**Data to process:**
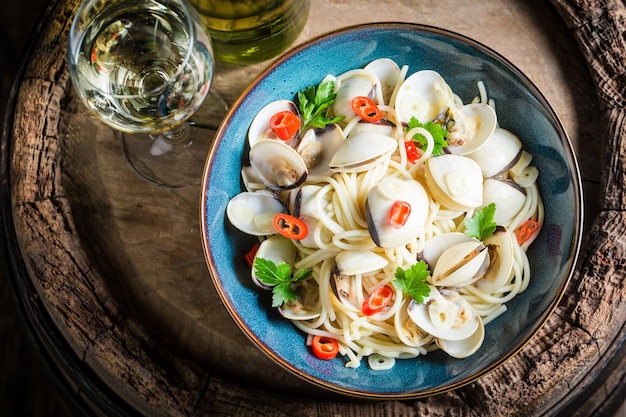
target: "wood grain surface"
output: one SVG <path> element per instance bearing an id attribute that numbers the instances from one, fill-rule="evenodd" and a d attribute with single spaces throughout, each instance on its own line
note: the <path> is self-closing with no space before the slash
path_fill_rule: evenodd
<path id="1" fill-rule="evenodd" d="M 453 0 L 396 0 L 372 13 L 364 0 L 313 1 L 298 42 L 355 23 L 412 21 L 490 46 L 538 85 L 582 156 L 585 246 L 565 297 L 539 334 L 475 383 L 424 400 L 387 402 L 321 392 L 278 368 L 238 330 L 204 264 L 199 190 L 162 190 L 141 182 L 125 166 L 115 135 L 89 116 L 73 93 L 63 57 L 78 4 L 51 2 L 15 97 L 3 152 L 9 154 L 10 208 L 31 295 L 63 335 L 69 354 L 110 390 L 109 411 L 150 416 L 612 411 L 626 370 L 623 2 L 484 0 L 461 6 Z M 220 65 L 215 89 L 232 103 L 265 65 Z M 84 387 L 72 383 L 81 395 Z"/>

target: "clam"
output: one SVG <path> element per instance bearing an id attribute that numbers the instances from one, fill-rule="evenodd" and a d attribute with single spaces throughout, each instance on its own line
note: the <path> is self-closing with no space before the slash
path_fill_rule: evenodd
<path id="1" fill-rule="evenodd" d="M 368 250 L 339 252 L 335 258 L 335 268 L 330 287 L 337 299 L 353 311 L 361 310 L 362 288 L 356 285 L 355 275 L 376 272 L 387 266 L 389 261 Z"/>
<path id="2" fill-rule="evenodd" d="M 409 317 L 407 306 L 410 299 L 404 300 L 402 307 L 394 315 L 393 325 L 396 328 L 398 338 L 407 346 L 424 346 L 433 340 L 433 337 L 420 329 Z"/>
<path id="3" fill-rule="evenodd" d="M 433 121 L 454 101 L 452 90 L 439 73 L 417 71 L 407 77 L 396 95 L 398 121 L 408 123 L 415 117 L 420 123 Z"/>
<path id="4" fill-rule="evenodd" d="M 307 167 L 300 154 L 277 140 L 258 141 L 250 149 L 250 165 L 271 190 L 296 188 L 307 177 Z"/>
<path id="5" fill-rule="evenodd" d="M 403 225 L 390 221 L 397 202 L 407 203 L 409 215 Z M 419 182 L 385 177 L 367 195 L 367 228 L 376 245 L 383 248 L 404 246 L 419 236 L 428 216 L 428 194 Z"/>
<path id="6" fill-rule="evenodd" d="M 388 120 L 381 119 L 376 123 L 359 122 L 348 132 L 348 138 L 364 132 L 378 133 L 385 136 L 393 136 L 396 126 Z"/>
<path id="7" fill-rule="evenodd" d="M 448 130 L 448 151 L 467 155 L 491 137 L 497 125 L 496 112 L 484 103 L 466 104 L 458 109 L 451 107 L 446 113 L 444 125 Z"/>
<path id="8" fill-rule="evenodd" d="M 496 224 L 507 225 L 526 203 L 526 191 L 515 181 L 487 178 L 483 183 L 483 205 L 495 203 Z"/>
<path id="9" fill-rule="evenodd" d="M 269 259 L 277 265 L 280 262 L 285 262 L 291 267 L 296 260 L 296 247 L 291 239 L 278 234 L 273 235 L 261 242 L 254 255 L 254 259 L 257 258 Z M 271 286 L 258 279 L 255 268 L 252 268 L 250 275 L 252 276 L 252 281 L 259 287 L 264 289 L 271 288 Z"/>
<path id="10" fill-rule="evenodd" d="M 338 76 L 335 80 L 337 97 L 331 106 L 333 114 L 343 116 L 345 123 L 354 119 L 356 114 L 352 110 L 352 99 L 357 96 L 372 97 L 379 82 L 373 73 L 364 69 L 347 71 Z"/>
<path id="11" fill-rule="evenodd" d="M 456 243 L 444 250 L 433 269 L 430 281 L 439 287 L 471 284 L 489 268 L 487 247 L 478 239 Z"/>
<path id="12" fill-rule="evenodd" d="M 476 331 L 461 340 L 436 339 L 437 346 L 453 358 L 463 359 L 473 355 L 482 346 L 485 339 L 485 325 L 479 317 Z"/>
<path id="13" fill-rule="evenodd" d="M 298 296 L 293 301 L 286 302 L 278 307 L 278 312 L 290 320 L 313 320 L 320 316 L 322 302 L 319 297 L 319 287 L 314 279 L 304 279 L 292 286 Z"/>
<path id="14" fill-rule="evenodd" d="M 445 154 L 426 161 L 426 183 L 435 201 L 451 210 L 471 210 L 483 203 L 480 166 L 461 155 Z"/>
<path id="15" fill-rule="evenodd" d="M 309 175 L 329 176 L 332 174 L 330 160 L 345 140 L 343 130 L 333 123 L 324 129 L 307 130 L 296 151 L 302 156 Z"/>
<path id="16" fill-rule="evenodd" d="M 290 100 L 277 100 L 266 104 L 252 119 L 248 129 L 248 143 L 253 147 L 258 141 L 263 139 L 275 139 L 278 137 L 270 128 L 270 119 L 281 111 L 291 111 L 299 115 L 298 106 Z M 296 134 L 297 136 L 297 134 Z"/>
<path id="17" fill-rule="evenodd" d="M 483 241 L 489 251 L 489 268 L 474 285 L 485 293 L 494 293 L 511 280 L 513 271 L 513 238 L 509 231 L 498 226 L 494 234 Z"/>
<path id="18" fill-rule="evenodd" d="M 467 156 L 478 163 L 485 178 L 490 178 L 512 168 L 521 153 L 522 142 L 519 138 L 498 127 L 485 141 L 484 146 L 478 147 Z"/>
<path id="19" fill-rule="evenodd" d="M 337 254 L 335 263 L 339 274 L 357 275 L 383 269 L 389 261 L 369 250 L 344 250 Z"/>
<path id="20" fill-rule="evenodd" d="M 346 139 L 330 160 L 335 172 L 363 172 L 391 158 L 398 141 L 379 133 L 362 132 Z"/>
<path id="21" fill-rule="evenodd" d="M 289 212 L 296 217 L 318 217 L 314 199 L 322 189 L 315 184 L 306 184 L 289 194 Z"/>
<path id="22" fill-rule="evenodd" d="M 424 248 L 419 254 L 419 258 L 426 262 L 429 269 L 432 271 L 439 260 L 441 254 L 457 243 L 468 242 L 472 240 L 471 237 L 461 232 L 451 232 L 436 235 L 428 239 L 424 243 Z"/>
<path id="23" fill-rule="evenodd" d="M 458 293 L 433 286 L 424 302 L 411 300 L 407 312 L 420 329 L 436 339 L 467 339 L 482 323 L 480 316 Z"/>
<path id="24" fill-rule="evenodd" d="M 378 78 L 380 81 L 380 93 L 382 102 L 389 104 L 393 90 L 400 77 L 400 67 L 392 59 L 379 58 L 367 64 L 364 68 Z"/>
<path id="25" fill-rule="evenodd" d="M 285 208 L 274 194 L 267 190 L 244 191 L 230 199 L 226 216 L 237 229 L 252 236 L 276 233 L 272 220 Z"/>

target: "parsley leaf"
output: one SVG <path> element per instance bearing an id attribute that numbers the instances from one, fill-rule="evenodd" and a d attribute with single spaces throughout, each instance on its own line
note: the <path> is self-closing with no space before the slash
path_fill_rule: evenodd
<path id="1" fill-rule="evenodd" d="M 328 115 L 328 108 L 337 99 L 334 81 L 326 81 L 317 88 L 313 85 L 298 91 L 298 108 L 302 117 L 300 131 L 307 127 L 324 128 L 331 123 L 343 120 L 343 116 L 331 118 Z"/>
<path id="2" fill-rule="evenodd" d="M 448 137 L 448 131 L 437 123 L 427 122 L 422 124 L 415 117 L 411 117 L 411 120 L 409 120 L 409 125 L 407 127 L 407 132 L 411 129 L 415 129 L 416 127 L 426 129 L 433 136 L 433 140 L 435 142 L 435 147 L 433 148 L 433 156 L 443 155 L 443 148 L 448 146 L 448 142 L 446 141 L 446 137 Z M 413 141 L 416 142 L 420 146 L 420 148 L 424 150 L 428 145 L 426 137 L 421 133 L 416 133 L 415 135 L 413 135 Z"/>
<path id="3" fill-rule="evenodd" d="M 291 284 L 307 278 L 311 275 L 311 270 L 304 269 L 292 276 L 291 267 L 287 263 L 280 261 L 276 264 L 271 259 L 256 258 L 254 273 L 259 281 L 272 287 L 272 307 L 278 307 L 298 298 Z"/>
<path id="4" fill-rule="evenodd" d="M 394 287 L 413 297 L 416 302 L 423 302 L 424 297 L 430 294 L 430 286 L 426 282 L 430 276 L 430 271 L 426 262 L 419 261 L 411 265 L 409 269 L 398 267 L 395 276 Z"/>
<path id="5" fill-rule="evenodd" d="M 478 240 L 484 240 L 493 235 L 497 226 L 496 222 L 493 221 L 495 213 L 495 203 L 491 203 L 480 210 L 476 210 L 472 217 L 466 218 L 464 221 L 465 234 L 470 237 L 475 237 Z"/>

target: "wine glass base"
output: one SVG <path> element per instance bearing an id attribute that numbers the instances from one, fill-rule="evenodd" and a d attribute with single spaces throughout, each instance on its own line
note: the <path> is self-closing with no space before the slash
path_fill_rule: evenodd
<path id="1" fill-rule="evenodd" d="M 181 126 L 173 138 L 115 132 L 124 158 L 142 180 L 169 189 L 200 185 L 213 137 L 227 110 L 216 93 L 209 92 L 207 98 L 202 114 L 208 116 L 199 115 L 196 121 Z"/>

**Task item:**
Go through the listing above and copy each line that contains "target".

**Finished task:**
target: "wood grain surface"
target: "clam"
target: "parsley leaf"
target: "wine glass base"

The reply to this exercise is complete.